**Data entries:**
** Start **

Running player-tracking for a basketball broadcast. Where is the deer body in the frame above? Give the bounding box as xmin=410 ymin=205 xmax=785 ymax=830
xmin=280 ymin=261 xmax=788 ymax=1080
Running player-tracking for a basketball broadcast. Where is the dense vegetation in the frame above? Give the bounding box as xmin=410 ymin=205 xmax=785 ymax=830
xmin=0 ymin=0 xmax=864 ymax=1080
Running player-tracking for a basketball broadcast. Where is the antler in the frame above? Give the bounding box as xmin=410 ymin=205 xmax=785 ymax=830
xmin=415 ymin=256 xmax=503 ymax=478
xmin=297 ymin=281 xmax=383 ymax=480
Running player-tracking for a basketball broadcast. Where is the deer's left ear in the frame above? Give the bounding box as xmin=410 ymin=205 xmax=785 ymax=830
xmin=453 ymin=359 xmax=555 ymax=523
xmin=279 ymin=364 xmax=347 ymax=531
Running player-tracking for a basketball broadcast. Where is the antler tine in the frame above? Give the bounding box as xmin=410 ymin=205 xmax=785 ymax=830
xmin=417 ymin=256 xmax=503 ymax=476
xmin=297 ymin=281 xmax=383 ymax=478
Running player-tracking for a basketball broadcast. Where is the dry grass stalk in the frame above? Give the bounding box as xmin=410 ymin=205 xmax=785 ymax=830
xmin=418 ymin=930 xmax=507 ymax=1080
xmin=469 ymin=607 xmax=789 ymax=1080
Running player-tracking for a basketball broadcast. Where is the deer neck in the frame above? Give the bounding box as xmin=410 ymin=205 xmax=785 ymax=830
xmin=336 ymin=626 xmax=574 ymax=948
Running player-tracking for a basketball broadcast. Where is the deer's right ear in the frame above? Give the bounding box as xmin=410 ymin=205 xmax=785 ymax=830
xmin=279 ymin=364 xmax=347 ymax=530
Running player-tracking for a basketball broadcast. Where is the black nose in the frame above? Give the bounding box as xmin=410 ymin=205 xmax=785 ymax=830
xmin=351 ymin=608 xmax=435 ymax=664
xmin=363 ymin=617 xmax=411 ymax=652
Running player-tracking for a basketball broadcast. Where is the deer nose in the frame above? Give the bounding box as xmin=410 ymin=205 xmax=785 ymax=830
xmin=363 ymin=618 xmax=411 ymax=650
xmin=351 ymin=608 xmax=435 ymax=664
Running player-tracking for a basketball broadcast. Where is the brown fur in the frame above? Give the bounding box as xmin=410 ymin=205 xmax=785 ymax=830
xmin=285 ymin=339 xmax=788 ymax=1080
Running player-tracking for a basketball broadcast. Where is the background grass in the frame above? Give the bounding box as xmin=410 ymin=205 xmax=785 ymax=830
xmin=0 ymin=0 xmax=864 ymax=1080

** End **
** Start **

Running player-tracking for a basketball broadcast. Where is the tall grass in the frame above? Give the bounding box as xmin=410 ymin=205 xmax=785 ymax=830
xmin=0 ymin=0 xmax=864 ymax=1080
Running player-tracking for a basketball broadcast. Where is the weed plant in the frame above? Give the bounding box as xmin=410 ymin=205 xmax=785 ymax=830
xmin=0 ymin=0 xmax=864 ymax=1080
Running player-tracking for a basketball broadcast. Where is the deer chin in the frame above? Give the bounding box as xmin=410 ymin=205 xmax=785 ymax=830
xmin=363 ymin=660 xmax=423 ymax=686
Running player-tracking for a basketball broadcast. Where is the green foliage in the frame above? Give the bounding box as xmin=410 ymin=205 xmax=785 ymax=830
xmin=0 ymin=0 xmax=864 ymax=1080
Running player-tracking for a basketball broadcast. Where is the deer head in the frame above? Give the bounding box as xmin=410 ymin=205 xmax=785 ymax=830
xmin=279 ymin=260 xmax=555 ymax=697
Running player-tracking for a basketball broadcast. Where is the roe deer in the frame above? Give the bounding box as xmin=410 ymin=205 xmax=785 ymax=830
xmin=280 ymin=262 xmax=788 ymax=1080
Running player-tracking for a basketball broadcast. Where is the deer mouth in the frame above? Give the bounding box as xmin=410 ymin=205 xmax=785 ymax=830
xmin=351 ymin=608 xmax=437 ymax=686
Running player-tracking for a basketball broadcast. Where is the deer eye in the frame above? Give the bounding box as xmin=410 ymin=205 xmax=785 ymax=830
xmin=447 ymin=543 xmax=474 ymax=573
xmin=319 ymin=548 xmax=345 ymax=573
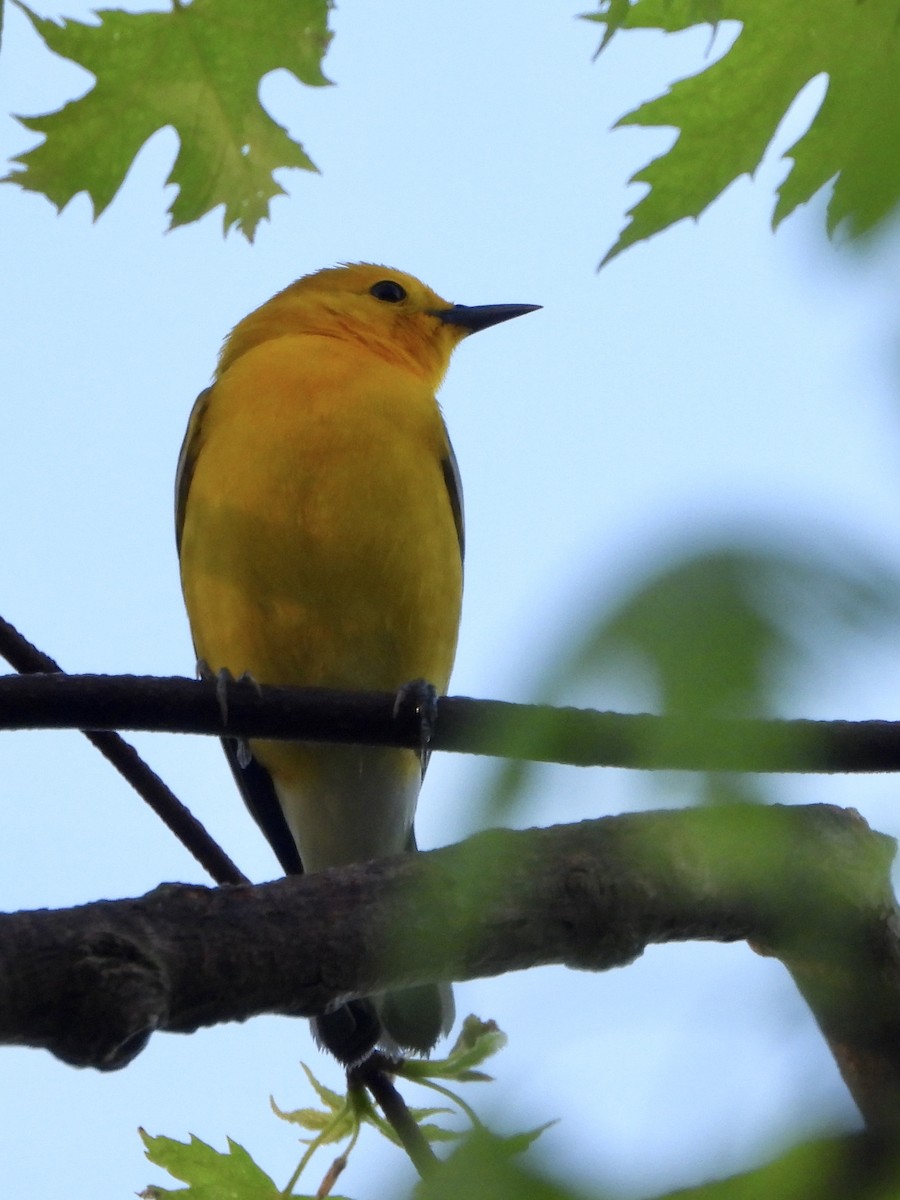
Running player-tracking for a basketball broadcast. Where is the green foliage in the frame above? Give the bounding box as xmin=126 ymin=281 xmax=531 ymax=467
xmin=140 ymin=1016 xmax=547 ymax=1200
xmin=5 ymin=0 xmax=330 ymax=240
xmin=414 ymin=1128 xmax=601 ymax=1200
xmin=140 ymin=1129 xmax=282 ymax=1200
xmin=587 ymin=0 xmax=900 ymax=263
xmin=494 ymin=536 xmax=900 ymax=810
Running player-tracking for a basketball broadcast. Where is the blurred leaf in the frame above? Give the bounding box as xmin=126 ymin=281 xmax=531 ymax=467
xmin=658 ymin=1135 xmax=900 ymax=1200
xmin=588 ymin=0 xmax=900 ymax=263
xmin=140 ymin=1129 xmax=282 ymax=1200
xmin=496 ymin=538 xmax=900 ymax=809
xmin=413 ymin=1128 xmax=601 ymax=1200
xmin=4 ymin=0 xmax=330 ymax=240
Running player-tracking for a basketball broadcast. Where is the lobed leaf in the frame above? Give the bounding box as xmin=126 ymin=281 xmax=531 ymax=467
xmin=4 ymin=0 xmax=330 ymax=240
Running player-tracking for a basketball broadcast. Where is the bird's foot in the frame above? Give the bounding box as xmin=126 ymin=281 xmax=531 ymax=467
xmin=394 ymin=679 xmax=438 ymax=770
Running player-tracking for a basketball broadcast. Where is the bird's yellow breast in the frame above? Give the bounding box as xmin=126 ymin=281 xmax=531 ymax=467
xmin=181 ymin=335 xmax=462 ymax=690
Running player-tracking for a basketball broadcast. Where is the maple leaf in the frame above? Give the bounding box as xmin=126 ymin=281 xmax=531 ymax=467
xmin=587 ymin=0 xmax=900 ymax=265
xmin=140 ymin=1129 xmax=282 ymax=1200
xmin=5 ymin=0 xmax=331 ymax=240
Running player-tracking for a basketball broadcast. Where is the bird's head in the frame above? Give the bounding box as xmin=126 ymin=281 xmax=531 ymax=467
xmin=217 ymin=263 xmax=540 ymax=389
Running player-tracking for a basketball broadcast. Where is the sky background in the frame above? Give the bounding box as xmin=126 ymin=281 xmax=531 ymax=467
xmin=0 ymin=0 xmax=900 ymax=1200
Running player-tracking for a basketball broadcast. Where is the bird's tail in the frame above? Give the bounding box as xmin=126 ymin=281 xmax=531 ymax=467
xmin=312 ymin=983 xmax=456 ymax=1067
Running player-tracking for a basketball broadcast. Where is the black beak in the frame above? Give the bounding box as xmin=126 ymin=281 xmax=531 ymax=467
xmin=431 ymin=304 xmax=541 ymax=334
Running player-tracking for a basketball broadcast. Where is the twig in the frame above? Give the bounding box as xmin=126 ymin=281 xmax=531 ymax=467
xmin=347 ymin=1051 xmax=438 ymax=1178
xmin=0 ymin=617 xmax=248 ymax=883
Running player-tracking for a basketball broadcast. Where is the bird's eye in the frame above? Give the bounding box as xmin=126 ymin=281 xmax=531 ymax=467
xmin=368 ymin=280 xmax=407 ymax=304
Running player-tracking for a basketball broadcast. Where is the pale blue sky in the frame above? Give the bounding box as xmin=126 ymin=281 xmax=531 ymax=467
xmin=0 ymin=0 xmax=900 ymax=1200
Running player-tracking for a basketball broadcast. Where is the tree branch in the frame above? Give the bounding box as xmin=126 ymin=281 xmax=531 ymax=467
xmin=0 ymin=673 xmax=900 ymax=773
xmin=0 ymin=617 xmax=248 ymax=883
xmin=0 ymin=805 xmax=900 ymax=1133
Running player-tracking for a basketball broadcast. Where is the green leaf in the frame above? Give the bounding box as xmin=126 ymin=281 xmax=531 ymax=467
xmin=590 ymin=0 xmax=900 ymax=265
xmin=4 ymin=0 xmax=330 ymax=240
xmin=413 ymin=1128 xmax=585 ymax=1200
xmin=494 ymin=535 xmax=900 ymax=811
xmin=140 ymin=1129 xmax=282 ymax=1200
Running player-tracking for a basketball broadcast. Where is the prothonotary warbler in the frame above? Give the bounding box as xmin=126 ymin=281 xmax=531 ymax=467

** End **

**Directive:**
Swap "basketball" for "hockey" in the lines from the one with "the deer body" up to and including the one with "xmin=297 ymin=281 xmax=383 ymax=478". Write out only those lines again, leaving everything else in them unchanged.

**Complete output:**
Running player-tracking for a hockey broadcast. Where is the deer body in the frame above? Give the bounding box as xmin=410 ymin=205 xmax=785 ymax=830
xmin=280 ymin=261 xmax=788 ymax=1080
Running player-tracking for a hockey broadcast. Where is the dense vegetation in the frame above? Give the bounding box as xmin=410 ymin=205 xmax=785 ymax=830
xmin=0 ymin=0 xmax=864 ymax=1080
Running player-tracking for a hockey broadcast. Where is the antler in the frame above? Give the bounding box as xmin=410 ymin=205 xmax=785 ymax=830
xmin=415 ymin=256 xmax=503 ymax=478
xmin=297 ymin=281 xmax=383 ymax=480
Running player-tracking for a hockey broadcast. Where is the deer's left ear in the frame above? Give the bounding box as xmin=410 ymin=205 xmax=785 ymax=830
xmin=453 ymin=359 xmax=555 ymax=523
xmin=279 ymin=364 xmax=347 ymax=531
Running player-tracking for a hockey broadcast. Where is the antler tine in the frame above? Give the bounding box as xmin=410 ymin=205 xmax=785 ymax=830
xmin=417 ymin=256 xmax=503 ymax=476
xmin=297 ymin=281 xmax=383 ymax=478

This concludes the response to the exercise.